Supplied material.
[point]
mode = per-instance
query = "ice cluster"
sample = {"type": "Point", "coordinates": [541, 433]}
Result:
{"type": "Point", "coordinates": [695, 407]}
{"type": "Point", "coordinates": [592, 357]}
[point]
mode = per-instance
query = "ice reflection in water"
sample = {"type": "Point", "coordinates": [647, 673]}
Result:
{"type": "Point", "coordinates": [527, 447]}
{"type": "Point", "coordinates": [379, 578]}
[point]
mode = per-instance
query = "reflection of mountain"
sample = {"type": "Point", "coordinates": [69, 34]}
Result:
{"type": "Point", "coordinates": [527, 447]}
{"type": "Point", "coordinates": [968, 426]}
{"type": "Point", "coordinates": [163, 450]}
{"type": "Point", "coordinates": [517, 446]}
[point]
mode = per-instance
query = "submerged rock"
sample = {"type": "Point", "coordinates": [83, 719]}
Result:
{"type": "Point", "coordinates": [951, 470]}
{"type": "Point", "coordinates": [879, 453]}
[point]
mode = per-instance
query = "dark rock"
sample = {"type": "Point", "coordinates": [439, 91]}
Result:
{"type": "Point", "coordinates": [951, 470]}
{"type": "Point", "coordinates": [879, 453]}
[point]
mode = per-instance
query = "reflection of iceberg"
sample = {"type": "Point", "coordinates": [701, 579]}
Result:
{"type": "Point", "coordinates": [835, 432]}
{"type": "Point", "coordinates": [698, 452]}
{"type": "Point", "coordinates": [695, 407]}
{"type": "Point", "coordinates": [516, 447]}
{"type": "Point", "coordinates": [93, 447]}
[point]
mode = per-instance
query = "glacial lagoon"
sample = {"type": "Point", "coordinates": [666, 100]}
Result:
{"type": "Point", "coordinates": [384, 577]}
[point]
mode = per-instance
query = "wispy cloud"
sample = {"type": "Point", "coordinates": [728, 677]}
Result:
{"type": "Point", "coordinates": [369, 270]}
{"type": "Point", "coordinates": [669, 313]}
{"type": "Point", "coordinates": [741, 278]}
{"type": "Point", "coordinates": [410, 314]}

How to complete this task. Which lines above hold the word "rock"? Copy each of them.

Reply.
query = "submerged rock"
query = "dark rock"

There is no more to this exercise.